* begin Source passage *
The New 16-Cog, 512KB, 64 analog I/O Propeller Chip

12526283031144

Comments

  • potatoheadpotatohead Posts: 10,254
    edited 2014-04-14 00:07
    BTW: The assembler is simple and expressive enough for people to code directly in hex, mix mnemonic coding, labels, and whatever else they want to do together, in one nice file, specifying data in a lot of extremely easy and readable ways.

    That's fantastic! People can make the expression that makes the most sense to them at that time with no worries.
  • koehlerkoehler Posts: 598
    edited 2014-04-14 00:16
    I'll admit too having not done much assembler in a long time, however its nice to see D/S clearly incrementing.

    EDIT- nonsense removed.
  • Cluso99Cluso99 Posts: 18,069
    edited 2014-04-14 00:21
    potatohead,
    I think you are missing something...
* end Source passage *
* begin Excerpted data *
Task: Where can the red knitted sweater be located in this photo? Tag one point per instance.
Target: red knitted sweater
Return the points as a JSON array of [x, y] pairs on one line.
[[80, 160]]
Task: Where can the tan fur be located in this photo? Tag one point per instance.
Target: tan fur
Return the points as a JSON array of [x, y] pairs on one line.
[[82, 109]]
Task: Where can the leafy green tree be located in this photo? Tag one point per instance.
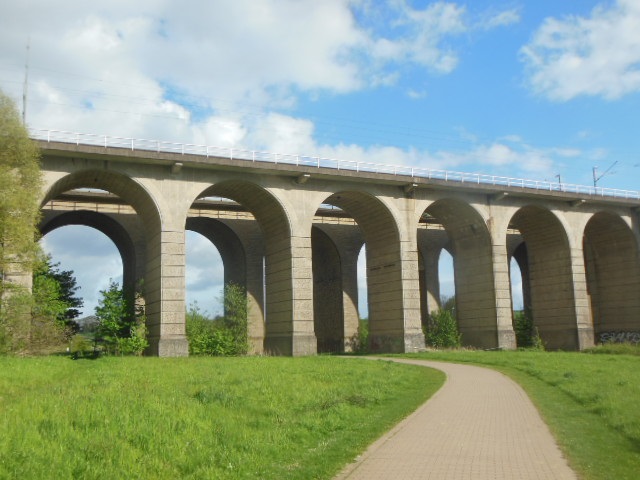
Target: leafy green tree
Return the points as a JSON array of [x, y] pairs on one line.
[[236, 316], [121, 328], [441, 330], [65, 303], [20, 186], [527, 335], [225, 335]]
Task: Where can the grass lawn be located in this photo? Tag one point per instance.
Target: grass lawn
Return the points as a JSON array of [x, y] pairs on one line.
[[212, 418], [591, 403]]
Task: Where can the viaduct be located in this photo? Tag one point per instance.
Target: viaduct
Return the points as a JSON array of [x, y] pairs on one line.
[[290, 228]]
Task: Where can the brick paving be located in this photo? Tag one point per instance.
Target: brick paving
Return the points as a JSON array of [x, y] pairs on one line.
[[479, 425]]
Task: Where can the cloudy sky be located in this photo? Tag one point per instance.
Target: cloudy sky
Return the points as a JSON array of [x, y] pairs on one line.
[[538, 89]]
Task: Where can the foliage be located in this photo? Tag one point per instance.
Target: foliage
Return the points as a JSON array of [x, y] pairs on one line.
[[589, 401], [359, 342], [527, 335], [441, 330], [232, 418], [20, 185], [226, 336], [206, 336], [236, 317], [121, 330], [68, 292], [610, 348]]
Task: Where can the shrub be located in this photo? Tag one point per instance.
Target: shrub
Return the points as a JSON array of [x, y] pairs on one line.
[[359, 342], [225, 336], [121, 330], [442, 330], [527, 335]]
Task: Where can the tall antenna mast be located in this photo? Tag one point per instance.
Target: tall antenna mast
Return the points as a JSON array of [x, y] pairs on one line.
[[26, 84]]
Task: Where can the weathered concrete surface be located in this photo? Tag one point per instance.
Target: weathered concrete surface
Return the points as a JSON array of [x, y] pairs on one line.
[[580, 253], [479, 426]]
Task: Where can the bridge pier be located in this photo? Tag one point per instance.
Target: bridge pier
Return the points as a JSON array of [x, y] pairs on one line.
[[580, 260], [164, 291]]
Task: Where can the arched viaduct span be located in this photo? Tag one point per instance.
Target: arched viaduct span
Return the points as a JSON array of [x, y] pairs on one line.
[[292, 233]]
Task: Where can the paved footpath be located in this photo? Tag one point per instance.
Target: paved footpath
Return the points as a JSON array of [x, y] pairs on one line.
[[479, 425]]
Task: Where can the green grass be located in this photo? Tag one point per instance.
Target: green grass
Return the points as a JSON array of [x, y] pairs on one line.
[[233, 418], [590, 402]]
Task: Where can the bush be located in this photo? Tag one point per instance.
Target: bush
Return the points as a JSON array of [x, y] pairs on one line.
[[527, 335], [442, 330], [359, 342], [121, 329], [225, 336]]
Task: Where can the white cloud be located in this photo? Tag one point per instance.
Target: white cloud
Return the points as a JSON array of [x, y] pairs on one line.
[[500, 19], [595, 56]]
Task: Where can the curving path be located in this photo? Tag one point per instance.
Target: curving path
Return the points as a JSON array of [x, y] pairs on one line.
[[479, 425]]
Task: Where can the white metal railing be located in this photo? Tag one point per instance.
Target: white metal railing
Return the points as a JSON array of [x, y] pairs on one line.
[[321, 162]]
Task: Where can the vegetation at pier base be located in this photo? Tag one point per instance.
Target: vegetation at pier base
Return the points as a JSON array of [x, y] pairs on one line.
[[589, 401], [223, 418], [221, 336], [20, 183], [441, 330], [527, 335], [121, 327]]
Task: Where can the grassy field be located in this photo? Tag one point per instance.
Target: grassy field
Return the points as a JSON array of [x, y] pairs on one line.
[[591, 403], [231, 418]]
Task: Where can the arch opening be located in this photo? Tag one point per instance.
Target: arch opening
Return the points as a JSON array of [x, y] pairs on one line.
[[544, 258], [93, 258], [350, 220], [455, 227]]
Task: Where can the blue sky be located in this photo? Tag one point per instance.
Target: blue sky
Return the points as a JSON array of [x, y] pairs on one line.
[[535, 89]]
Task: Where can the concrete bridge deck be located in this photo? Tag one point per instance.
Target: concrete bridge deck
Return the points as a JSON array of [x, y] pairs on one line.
* end Excerpted data *
Task set
- A) Retype the Propeller chip thread from "That's fantastic! People" to "EDIT- nonsense removed.".
- B) In the Propeller chip thread, what number format can people code in directly with the assembler?
- C) Write what comes next in the Propeller chip thread, picking up after its last line.
The material after the thread is separate from it.

Results
- A)
That's fantastic! People can make the expression that makes the most sense to them at that time with no worries.
  • koehlerkoehler Posts: 598
    edited 2014-04-14 00:16
    I'll admit too having not done much assembler in a long time, however its nice to see D/S clearly incrementing.

    EDIT- nonsense removed.

- B) Hex.

- C)
               MOV     [ptr.D++],[ptr.S++]  
    becomes 2 instructions...
               ALTDS   D,#rrr_ddd_sss  
               MOV     0-0,0-0  
    so that a REP instruction is likely to cause the programmer to make a bug by forgetting the inserted instruction.
    You cannot perform MOVI/MOVD/MOVS to a hub instruction, only a cog instruction.
    
    But
    :_LoopS    REP     #count,#_LoopE-LoopS  
               MOV     [ptr.D++],[ptr.S++]  
               .. other code
    :_LoopE
    overcomes this problem. 
    
    BTW No compiler mod is required for this (the REP instruction I mean). It should handle the #_LoopE-LoopS AFAIK.
    So jmg and potatohead can have it whichever way they like.
  • jmgjmg Posts: 15,148
    edited 2014-04-14 00:25
    potatohead wrote: »
    Now instead of having three dead simple to understand instructions MOV, MOVI, MOVS, which by the way have about a decade of common and well understood use, you want to load it all up under MOV, which then becomes one harder to understand thing.

    - only I did not say anywhere that those opcodes would be removed, so your whole point is moot.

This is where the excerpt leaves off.